For the material below, return exactly the lines starting at the line containing "Target: striped tank top" and ending at the line containing "Task: list a point for each instance of the man wearing", both ends included, and no others.

DATA PROVIDED:
>>>
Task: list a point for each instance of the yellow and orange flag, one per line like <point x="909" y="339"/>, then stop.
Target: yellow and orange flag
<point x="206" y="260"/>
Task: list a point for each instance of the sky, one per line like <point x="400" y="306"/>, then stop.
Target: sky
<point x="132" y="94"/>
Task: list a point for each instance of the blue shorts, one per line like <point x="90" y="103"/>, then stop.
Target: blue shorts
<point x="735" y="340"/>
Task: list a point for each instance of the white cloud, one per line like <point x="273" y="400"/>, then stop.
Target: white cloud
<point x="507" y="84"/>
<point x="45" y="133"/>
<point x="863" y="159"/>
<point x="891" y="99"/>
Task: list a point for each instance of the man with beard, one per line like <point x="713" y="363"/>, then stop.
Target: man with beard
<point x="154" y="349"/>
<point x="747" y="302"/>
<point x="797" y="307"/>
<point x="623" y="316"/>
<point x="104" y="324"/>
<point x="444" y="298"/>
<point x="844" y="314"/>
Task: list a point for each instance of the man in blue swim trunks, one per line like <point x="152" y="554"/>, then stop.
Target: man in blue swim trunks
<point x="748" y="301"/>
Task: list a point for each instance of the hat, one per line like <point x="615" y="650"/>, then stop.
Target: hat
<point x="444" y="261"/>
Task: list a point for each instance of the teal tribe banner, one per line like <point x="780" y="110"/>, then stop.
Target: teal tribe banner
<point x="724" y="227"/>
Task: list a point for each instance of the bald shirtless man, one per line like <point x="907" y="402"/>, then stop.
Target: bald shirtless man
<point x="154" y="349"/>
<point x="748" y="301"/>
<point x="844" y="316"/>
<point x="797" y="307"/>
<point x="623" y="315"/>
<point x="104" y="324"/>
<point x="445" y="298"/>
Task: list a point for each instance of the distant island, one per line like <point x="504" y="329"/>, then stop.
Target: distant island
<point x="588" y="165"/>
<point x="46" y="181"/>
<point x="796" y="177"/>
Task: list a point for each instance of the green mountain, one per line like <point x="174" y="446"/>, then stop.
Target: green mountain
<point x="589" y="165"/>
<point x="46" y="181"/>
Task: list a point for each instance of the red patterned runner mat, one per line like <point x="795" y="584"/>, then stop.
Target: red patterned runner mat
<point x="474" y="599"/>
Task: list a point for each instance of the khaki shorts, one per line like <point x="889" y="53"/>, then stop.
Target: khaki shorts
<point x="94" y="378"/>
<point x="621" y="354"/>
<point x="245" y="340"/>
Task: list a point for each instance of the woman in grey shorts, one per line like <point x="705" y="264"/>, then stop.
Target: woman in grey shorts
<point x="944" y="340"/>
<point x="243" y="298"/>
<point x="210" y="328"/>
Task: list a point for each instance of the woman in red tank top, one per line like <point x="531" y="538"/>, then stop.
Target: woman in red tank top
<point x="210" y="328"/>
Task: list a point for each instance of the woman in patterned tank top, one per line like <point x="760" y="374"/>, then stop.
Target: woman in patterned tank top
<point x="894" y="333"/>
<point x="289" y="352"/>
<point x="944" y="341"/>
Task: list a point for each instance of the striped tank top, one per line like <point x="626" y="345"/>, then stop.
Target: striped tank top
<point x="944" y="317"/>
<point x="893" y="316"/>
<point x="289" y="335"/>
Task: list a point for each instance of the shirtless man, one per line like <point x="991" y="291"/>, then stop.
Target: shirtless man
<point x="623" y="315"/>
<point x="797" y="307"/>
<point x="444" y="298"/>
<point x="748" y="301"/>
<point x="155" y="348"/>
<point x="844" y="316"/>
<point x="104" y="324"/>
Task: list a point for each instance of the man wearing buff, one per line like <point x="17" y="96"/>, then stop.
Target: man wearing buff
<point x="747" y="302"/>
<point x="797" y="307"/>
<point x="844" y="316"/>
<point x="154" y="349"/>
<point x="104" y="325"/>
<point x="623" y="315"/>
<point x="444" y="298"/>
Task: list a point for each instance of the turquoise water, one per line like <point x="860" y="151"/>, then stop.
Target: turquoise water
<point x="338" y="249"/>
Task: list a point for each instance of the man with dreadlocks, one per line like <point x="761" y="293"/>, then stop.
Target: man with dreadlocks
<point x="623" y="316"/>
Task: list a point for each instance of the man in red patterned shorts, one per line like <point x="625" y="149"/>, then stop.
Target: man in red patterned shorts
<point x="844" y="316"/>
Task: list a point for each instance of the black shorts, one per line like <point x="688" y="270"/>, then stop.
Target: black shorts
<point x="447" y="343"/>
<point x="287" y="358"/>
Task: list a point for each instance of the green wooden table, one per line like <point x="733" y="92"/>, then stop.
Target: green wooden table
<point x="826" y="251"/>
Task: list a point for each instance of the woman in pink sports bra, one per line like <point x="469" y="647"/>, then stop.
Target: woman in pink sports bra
<<<
TASK OUTPUT:
Target: striped tank top
<point x="944" y="317"/>
<point x="893" y="316"/>
<point x="289" y="335"/>
Task: list a point for each instance of the shirtless man, one per line like <point x="991" y="291"/>, then stop.
Target: shirtless man
<point x="623" y="315"/>
<point x="797" y="307"/>
<point x="444" y="298"/>
<point x="748" y="301"/>
<point x="155" y="348"/>
<point x="844" y="316"/>
<point x="104" y="324"/>
Task: list a point for each instance of the man wearing buff, one per line like <point x="17" y="96"/>, then stop.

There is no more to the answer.